--- start of Records to process ---

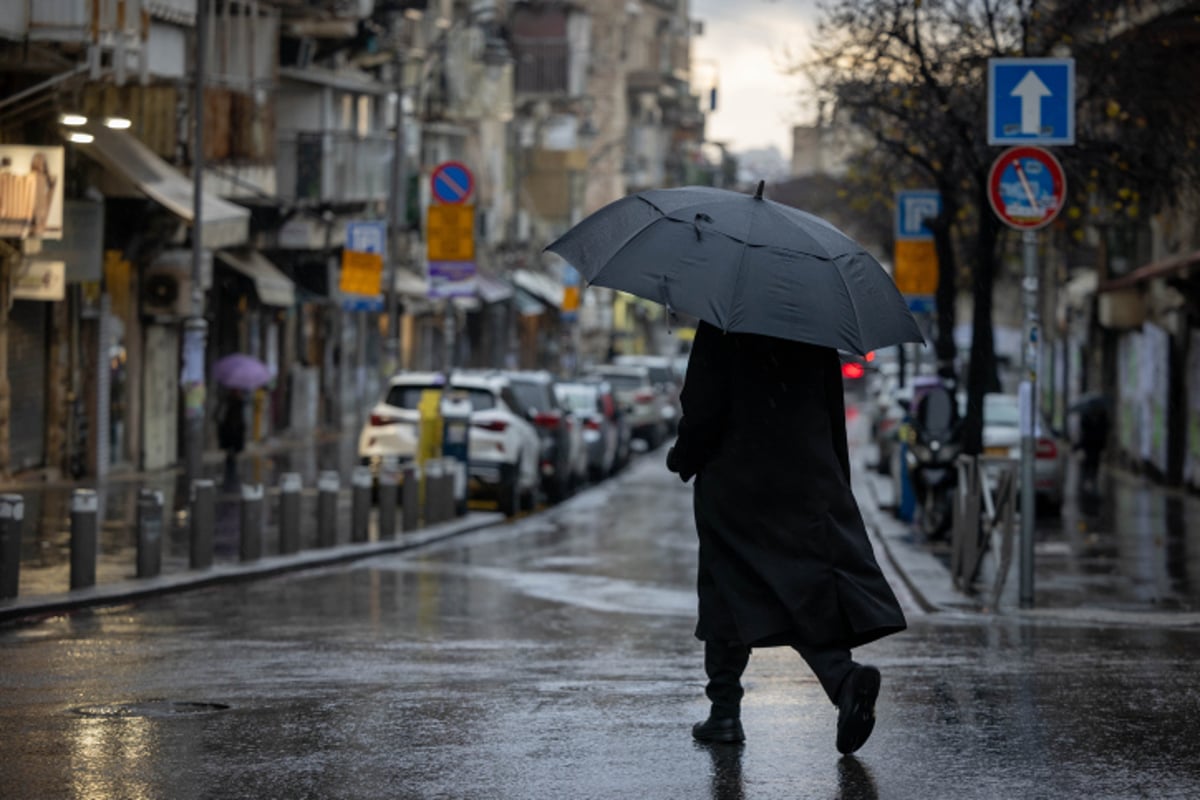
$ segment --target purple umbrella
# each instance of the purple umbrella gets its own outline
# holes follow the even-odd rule
[[[234,353],[212,365],[212,377],[227,389],[246,391],[265,386],[271,381],[271,369],[252,355]]]

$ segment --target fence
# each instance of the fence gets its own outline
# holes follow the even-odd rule
[[[378,480],[366,467],[358,467],[350,475],[349,491],[342,491],[336,471],[322,473],[316,486],[316,547],[361,545],[396,539],[397,534],[413,531],[454,519],[464,509],[455,503],[457,464],[428,461],[424,467],[409,465],[398,471],[383,471]],[[304,486],[299,473],[280,476],[277,491],[268,492],[262,483],[242,485],[236,495],[236,547],[241,563],[257,561],[268,552],[266,524],[269,505],[274,506],[276,540],[270,549],[280,557],[301,549],[299,529],[300,501]],[[349,495],[348,521],[340,513],[341,499]],[[374,501],[373,501],[374,500]],[[211,480],[192,482],[187,500],[187,561],[186,569],[203,572],[214,567],[218,540],[216,513],[217,492]],[[62,590],[85,590],[96,585],[96,565],[100,555],[100,509],[95,489],[76,489],[70,505],[70,581]],[[24,522],[24,498],[20,494],[0,495],[0,600],[18,596],[20,573],[20,540]],[[343,522],[348,525],[343,527]],[[372,525],[373,523],[373,525]],[[136,579],[154,578],[163,573],[166,529],[161,492],[142,489],[138,493],[133,522],[136,552],[128,572]],[[348,534],[343,535],[348,528]]]
[[[1012,567],[1018,467],[1014,458],[988,456],[959,456],[955,462],[950,577],[955,589],[974,594],[984,559],[995,555],[991,608],[1000,604]]]

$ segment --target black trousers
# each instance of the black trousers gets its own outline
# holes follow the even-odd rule
[[[792,649],[809,664],[809,669],[821,681],[829,702],[838,704],[841,681],[857,666],[850,657],[848,648],[812,648],[796,644]],[[713,704],[713,715],[720,717],[740,716],[742,673],[750,663],[750,648],[726,642],[704,642],[704,673],[708,686],[704,693]]]

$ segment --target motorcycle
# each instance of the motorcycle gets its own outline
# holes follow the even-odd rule
[[[942,386],[930,389],[912,409],[905,457],[920,531],[930,540],[946,539],[953,522],[961,429],[954,395]]]

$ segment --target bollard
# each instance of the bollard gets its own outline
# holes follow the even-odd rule
[[[216,485],[208,479],[192,481],[192,524],[188,565],[193,570],[212,566],[212,535],[216,529]]]
[[[396,473],[379,473],[379,539],[396,537],[396,495],[400,493]]]
[[[138,489],[138,577],[162,572],[162,492]]]
[[[96,585],[96,515],[100,501],[92,489],[71,495],[71,588]]]
[[[242,561],[263,558],[263,485],[241,485],[241,536],[239,555]]]
[[[317,477],[317,547],[337,545],[337,473],[324,471]]]
[[[350,541],[370,541],[371,527],[371,483],[370,467],[355,467],[350,473]]]
[[[25,499],[0,494],[0,597],[16,597],[20,583],[20,529]]]
[[[403,483],[401,483],[401,530],[406,534],[416,530],[421,524],[421,474],[420,468],[409,464],[403,470]]]
[[[300,473],[280,476],[280,553],[300,552]]]

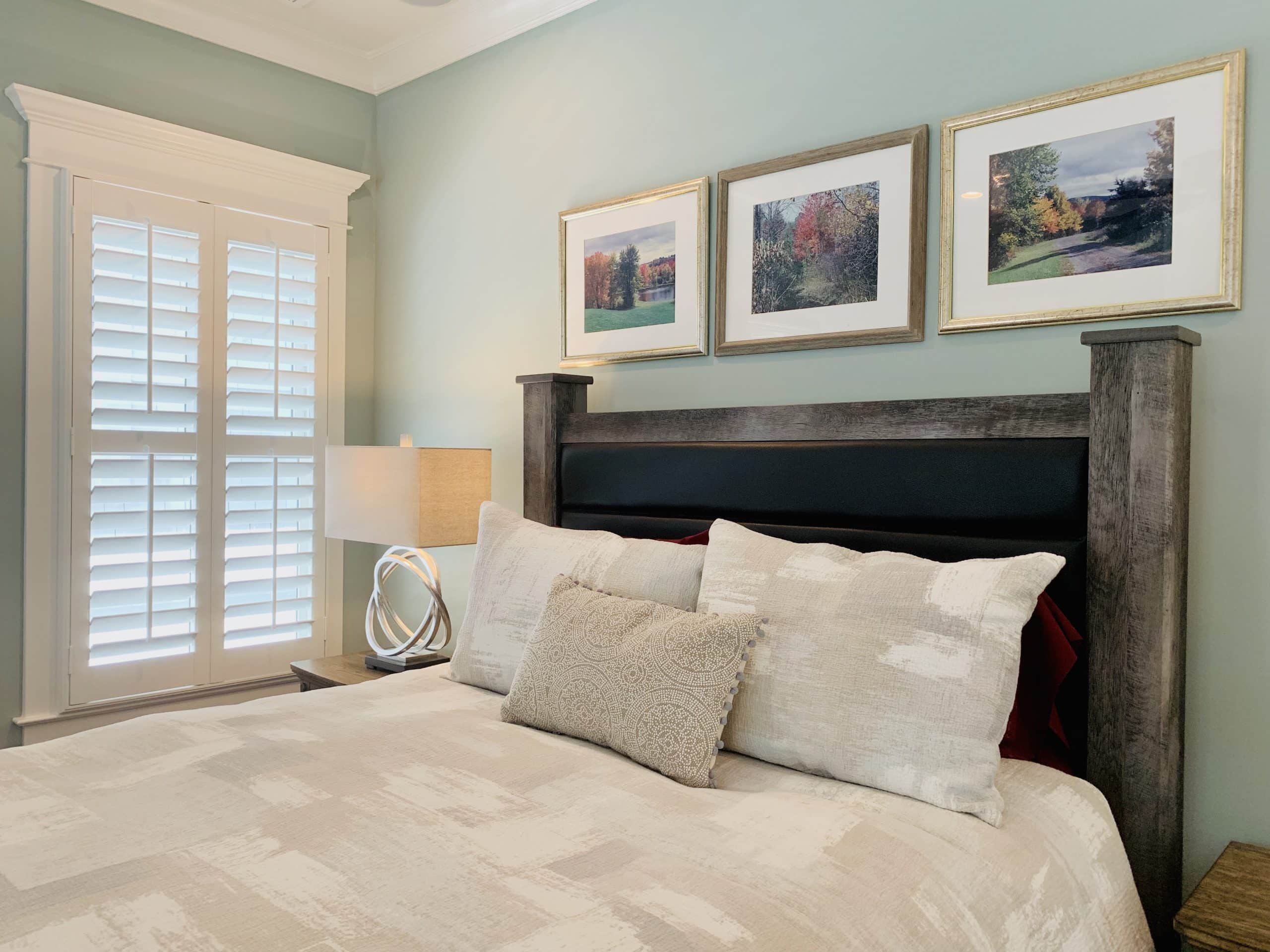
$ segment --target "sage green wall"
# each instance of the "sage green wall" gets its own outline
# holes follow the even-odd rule
[[[141,116],[371,169],[375,99],[79,0],[0,0],[0,89],[47,89]],[[25,123],[0,99],[0,746],[19,743],[22,692],[23,234]],[[349,442],[372,435],[375,211],[349,203]],[[358,564],[349,571],[359,578]],[[354,583],[354,586],[357,583]],[[357,588],[359,593],[362,588]],[[357,600],[356,598],[353,600]]]
[[[556,212],[1247,44],[1240,314],[1195,358],[1186,862],[1270,843],[1270,8],[1264,0],[599,0],[378,99],[376,429],[494,448],[556,368]],[[937,149],[936,149],[937,155]],[[937,164],[937,162],[936,162]],[[931,194],[939,194],[931,169]],[[937,202],[927,283],[936,286]],[[594,410],[1085,390],[1082,327],[596,368]],[[461,614],[470,548],[438,550]]]

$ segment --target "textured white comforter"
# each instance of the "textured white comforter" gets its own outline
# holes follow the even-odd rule
[[[1102,797],[691,790],[444,669],[0,751],[0,949],[1146,949]]]

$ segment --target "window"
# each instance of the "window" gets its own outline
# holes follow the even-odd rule
[[[71,703],[321,654],[326,230],[77,178]]]
[[[5,93],[28,123],[23,740],[288,689],[288,661],[342,651],[321,459],[368,176]]]

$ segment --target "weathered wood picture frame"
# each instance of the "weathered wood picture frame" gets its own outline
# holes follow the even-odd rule
[[[922,340],[928,151],[914,126],[720,171],[715,354]]]

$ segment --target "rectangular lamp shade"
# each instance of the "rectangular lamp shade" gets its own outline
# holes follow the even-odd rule
[[[476,542],[488,449],[326,447],[326,537],[385,546]]]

--- end of Records to process ---

Short task
Copy all the entries word for word. Omit any pictures.

Complete output
$ segment --target purple umbrella
# each instance of the purple umbrella gets its own outline
# holes follow the even-odd rule
[[[234,353],[212,365],[212,377],[227,389],[246,391],[265,386],[271,381],[271,369],[252,355]]]

$ segment --target fence
# each instance of the fence gets its own outline
# holes follow the even-odd rule
[[[378,480],[366,467],[358,467],[350,475],[349,491],[342,491],[336,471],[322,473],[316,486],[316,547],[361,545],[396,539],[397,534],[413,531],[454,519],[464,509],[455,503],[457,464],[428,461],[424,467],[409,465],[398,471],[383,471]],[[304,486],[299,473],[280,476],[277,491],[268,492],[262,483],[242,485],[236,495],[236,547],[241,563],[257,561],[268,552],[266,524],[269,505],[274,506],[276,540],[270,549],[280,557],[301,549],[299,529],[300,501]],[[349,495],[348,521],[340,513],[341,499]],[[374,501],[373,501],[374,500]],[[211,480],[192,482],[187,500],[187,561],[186,569],[203,572],[214,567],[218,540],[216,513],[217,492]],[[62,590],[85,590],[96,585],[96,565],[100,555],[100,509],[95,489],[76,489],[70,505],[70,581]],[[24,522],[24,498],[20,494],[0,495],[0,600],[18,596],[20,573],[20,540]],[[343,522],[348,525],[343,527]],[[372,525],[373,523],[373,525]],[[136,579],[154,578],[163,573],[166,529],[161,492],[142,489],[138,493],[133,522],[136,552],[128,572]],[[348,534],[343,535],[348,528]]]
[[[1012,567],[1018,467],[1014,458],[988,456],[959,456],[955,462],[950,577],[955,589],[974,594],[984,559],[995,555],[991,608],[1000,604]]]

$ segment --target black trousers
# each instance of the black trousers gets its own outline
# holes follow the even-odd rule
[[[792,649],[809,664],[809,669],[821,681],[829,702],[838,704],[841,681],[857,666],[850,657],[848,648],[812,648],[796,644]],[[713,704],[713,715],[720,717],[740,716],[742,673],[750,663],[750,648],[726,642],[704,642],[704,673],[708,686],[704,693]]]

$ segment --target motorcycle
# each instance of the motorcycle gets its own outline
# holes follow the even-odd rule
[[[942,386],[930,389],[912,409],[905,457],[920,531],[930,540],[946,539],[953,522],[961,429],[954,395]]]

$ segment --target bollard
# each instance of the bollard gets its own outline
# holes follow the even-odd rule
[[[216,485],[208,479],[192,481],[192,524],[188,565],[193,570],[212,566],[212,535],[216,529]]]
[[[396,473],[379,473],[379,539],[396,537],[396,495],[400,493]]]
[[[138,489],[138,577],[162,572],[162,492]]]
[[[96,585],[96,515],[100,501],[92,489],[71,495],[71,588]]]
[[[242,561],[263,558],[263,485],[241,485],[241,536],[239,555]]]
[[[317,477],[317,547],[337,545],[337,473],[324,471]]]
[[[350,541],[370,541],[371,527],[371,483],[370,467],[355,467],[350,473]]]
[[[25,499],[0,494],[0,597],[16,597],[20,583],[20,529]]]
[[[403,483],[401,483],[401,530],[406,534],[416,530],[421,524],[421,474],[420,468],[409,464],[403,470]]]
[[[300,473],[280,476],[280,553],[300,552]]]

$ segment --target "sage green wall"
# each instance of the "sage green wall" gets its own outline
# holes follow the even-odd rule
[[[141,116],[371,169],[375,99],[79,0],[0,0],[0,89],[47,89]],[[25,123],[0,99],[0,746],[19,743],[22,692],[23,234]],[[349,442],[372,435],[375,211],[349,203]],[[358,564],[349,571],[359,578]],[[354,583],[354,586],[357,583]],[[357,588],[359,593],[362,588]],[[357,600],[356,598],[353,600]]]
[[[556,212],[1247,44],[1240,314],[1195,358],[1186,862],[1270,843],[1270,8],[1264,0],[599,0],[378,99],[376,429],[494,448],[556,368]],[[937,149],[936,149],[937,155]],[[937,164],[937,162],[936,162]],[[931,194],[939,194],[931,169]],[[937,202],[927,283],[936,286]],[[594,410],[1085,390],[1082,327],[596,368]],[[461,614],[470,548],[438,550]]]

$ segment --target "textured white comforter"
# each instance of the "textured white comforter" gets its own outline
# holes follow the even-odd rule
[[[1102,797],[691,790],[444,669],[0,751],[0,949],[1146,949]]]

$ segment --target "window"
# each instance of the "window" gets its own outline
# holes follow the even-odd rule
[[[71,703],[321,654],[326,230],[77,178]]]
[[[5,93],[28,123],[23,740],[288,689],[288,661],[342,651],[321,459],[368,176]]]

$ segment --target "weathered wood picture frame"
# each instance of the "weathered wood picture frame" gets its own outline
# holes follow the even-odd rule
[[[922,340],[928,151],[914,126],[720,171],[715,354]]]

$ segment --target "rectangular lamp shade"
# each instance of the "rectangular lamp shade" gets its own outline
# holes follow the even-odd rule
[[[476,542],[488,449],[326,447],[326,537],[385,546]]]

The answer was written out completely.